* [SET TASK A]
Answer these questions from the Hudi DeltaStreamer support thread:
(i) Which source does the poster name as theirs?
(ii) What email address is given for joining the mailing list?
(iii) Which jar is listed in the first reproduction step?
* [SET TASK B]
Output the passage of the Hudi DeltaStreamer support thread starting at "[SUPPORT] - Hoodi" and ending at "through our FAQs?".
╭─ DOCUMENT SEGMENT
[SUPPORT] - Hoodi Delta Streamer - Do not allowing to perform upsert/insert in same partition when there is new column added in source data

masthanmca123 commented 2 years ago

Tips before filing an issue

Have you gone through our FAQs?
Join the mailing list to engage in conversations and get faster support at dev-subscribe@hudi.apache.org.
If you have triaged this as a bug, then file an issue directly.

Describe the problem you faced my source is - ParquetDFSSource Deltastreamer used to consume data from parquet source (GCS bucket) and load into GCS target path with partition . First time it is working as expected . I have inserted new data with one extra column in source directory but same partition , in this case Delta streamer throwing an exception .

A clear and concise description of the problem.

To Reproduce

Steps to reproduce the behavior:

1.Deltastreamer (hudi-utilities-bundle_2.12-0.11.1.jar )
╰─
╭─ GIVEN RECORDS
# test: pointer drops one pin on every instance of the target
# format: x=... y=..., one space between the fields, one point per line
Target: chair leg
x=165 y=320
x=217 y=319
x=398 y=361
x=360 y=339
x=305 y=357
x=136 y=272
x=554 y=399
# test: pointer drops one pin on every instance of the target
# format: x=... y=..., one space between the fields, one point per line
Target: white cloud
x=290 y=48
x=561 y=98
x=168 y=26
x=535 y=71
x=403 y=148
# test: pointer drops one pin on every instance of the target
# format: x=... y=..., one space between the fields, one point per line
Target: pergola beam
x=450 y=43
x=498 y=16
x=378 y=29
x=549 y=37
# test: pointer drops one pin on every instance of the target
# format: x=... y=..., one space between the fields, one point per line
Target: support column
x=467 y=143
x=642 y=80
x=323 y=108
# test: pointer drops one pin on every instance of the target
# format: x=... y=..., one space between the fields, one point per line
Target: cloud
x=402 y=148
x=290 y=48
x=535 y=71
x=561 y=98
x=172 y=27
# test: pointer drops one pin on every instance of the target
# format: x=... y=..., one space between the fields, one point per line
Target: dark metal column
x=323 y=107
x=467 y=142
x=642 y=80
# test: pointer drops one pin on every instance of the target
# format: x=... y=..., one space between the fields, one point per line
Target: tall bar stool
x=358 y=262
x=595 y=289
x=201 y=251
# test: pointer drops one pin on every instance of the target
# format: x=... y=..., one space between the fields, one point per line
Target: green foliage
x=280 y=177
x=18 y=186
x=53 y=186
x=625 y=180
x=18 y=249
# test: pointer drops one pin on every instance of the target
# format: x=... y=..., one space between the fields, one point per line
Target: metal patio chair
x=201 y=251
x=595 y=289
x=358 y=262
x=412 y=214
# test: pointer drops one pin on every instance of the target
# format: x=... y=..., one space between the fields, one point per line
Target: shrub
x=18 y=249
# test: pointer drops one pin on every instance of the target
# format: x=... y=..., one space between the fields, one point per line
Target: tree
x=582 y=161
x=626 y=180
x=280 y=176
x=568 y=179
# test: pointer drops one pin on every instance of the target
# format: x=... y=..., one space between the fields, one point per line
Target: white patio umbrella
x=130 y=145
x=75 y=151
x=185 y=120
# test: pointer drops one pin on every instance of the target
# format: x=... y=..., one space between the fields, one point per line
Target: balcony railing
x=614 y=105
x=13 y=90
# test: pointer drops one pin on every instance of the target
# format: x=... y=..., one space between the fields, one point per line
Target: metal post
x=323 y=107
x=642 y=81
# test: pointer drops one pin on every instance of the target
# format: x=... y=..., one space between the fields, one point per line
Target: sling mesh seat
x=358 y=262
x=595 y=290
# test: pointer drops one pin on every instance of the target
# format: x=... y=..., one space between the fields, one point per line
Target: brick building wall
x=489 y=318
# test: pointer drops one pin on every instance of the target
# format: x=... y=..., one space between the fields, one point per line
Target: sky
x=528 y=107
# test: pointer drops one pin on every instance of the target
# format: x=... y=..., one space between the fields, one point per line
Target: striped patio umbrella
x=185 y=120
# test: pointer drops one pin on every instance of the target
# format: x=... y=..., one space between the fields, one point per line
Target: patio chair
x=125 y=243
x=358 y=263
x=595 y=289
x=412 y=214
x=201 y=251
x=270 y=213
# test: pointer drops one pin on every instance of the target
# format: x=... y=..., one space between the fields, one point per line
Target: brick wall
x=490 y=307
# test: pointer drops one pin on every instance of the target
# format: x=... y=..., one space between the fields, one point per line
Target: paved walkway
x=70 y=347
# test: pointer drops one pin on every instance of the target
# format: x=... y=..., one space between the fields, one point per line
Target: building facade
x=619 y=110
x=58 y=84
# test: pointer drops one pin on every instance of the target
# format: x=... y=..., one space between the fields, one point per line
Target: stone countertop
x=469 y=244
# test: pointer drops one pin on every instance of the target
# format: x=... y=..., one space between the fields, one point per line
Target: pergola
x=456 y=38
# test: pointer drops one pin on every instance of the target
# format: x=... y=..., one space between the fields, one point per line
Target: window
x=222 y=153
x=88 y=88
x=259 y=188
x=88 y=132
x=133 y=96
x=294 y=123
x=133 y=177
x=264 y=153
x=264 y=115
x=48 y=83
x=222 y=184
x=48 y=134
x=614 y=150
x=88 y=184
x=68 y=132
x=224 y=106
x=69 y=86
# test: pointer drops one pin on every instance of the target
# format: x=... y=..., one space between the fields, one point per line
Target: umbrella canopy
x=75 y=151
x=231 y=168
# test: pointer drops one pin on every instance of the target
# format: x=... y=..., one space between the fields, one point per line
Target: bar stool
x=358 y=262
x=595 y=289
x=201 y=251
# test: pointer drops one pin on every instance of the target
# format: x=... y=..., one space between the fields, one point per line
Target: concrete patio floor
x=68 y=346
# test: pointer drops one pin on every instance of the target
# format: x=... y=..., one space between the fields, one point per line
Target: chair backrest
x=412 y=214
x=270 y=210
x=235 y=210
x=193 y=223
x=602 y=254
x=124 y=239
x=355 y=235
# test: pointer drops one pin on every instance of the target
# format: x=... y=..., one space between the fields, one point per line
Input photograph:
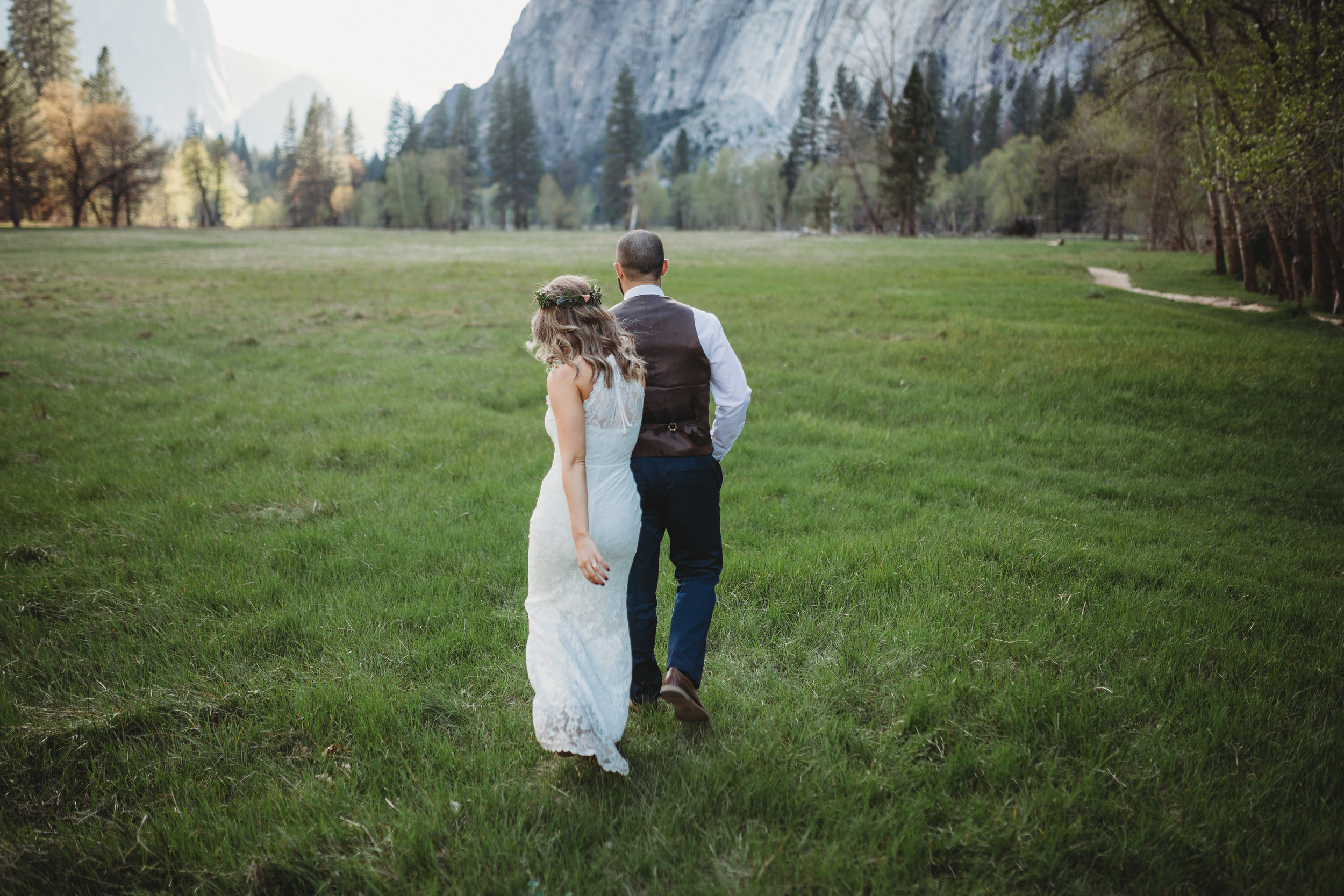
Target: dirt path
x=1120 y=280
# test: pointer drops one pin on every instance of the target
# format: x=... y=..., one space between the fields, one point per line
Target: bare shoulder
x=563 y=375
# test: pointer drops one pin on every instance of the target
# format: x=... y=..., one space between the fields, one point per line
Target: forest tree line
x=1214 y=128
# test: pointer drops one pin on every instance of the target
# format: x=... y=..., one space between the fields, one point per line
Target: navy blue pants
x=679 y=496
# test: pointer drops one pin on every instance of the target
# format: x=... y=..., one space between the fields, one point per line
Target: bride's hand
x=592 y=564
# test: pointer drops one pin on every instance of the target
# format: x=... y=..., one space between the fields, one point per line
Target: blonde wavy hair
x=588 y=331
╰─
* [RIGHT ANSWER A]
(i) ParquetDFSSource
(ii) dev-subscribe@hudi.apache.org
(iii) hudi-utilities-bundle_2.12-0.11.1.jar

* [RIGHT ANSWER B]
[SUPPORT] - Hoodi Delta Streamer - Do not allowing to perform upsert/insert in same partition when there is new column added in source data

masthanmca123 commented 2 years ago

Tips before filing an issue

Have you gone through our FAQs?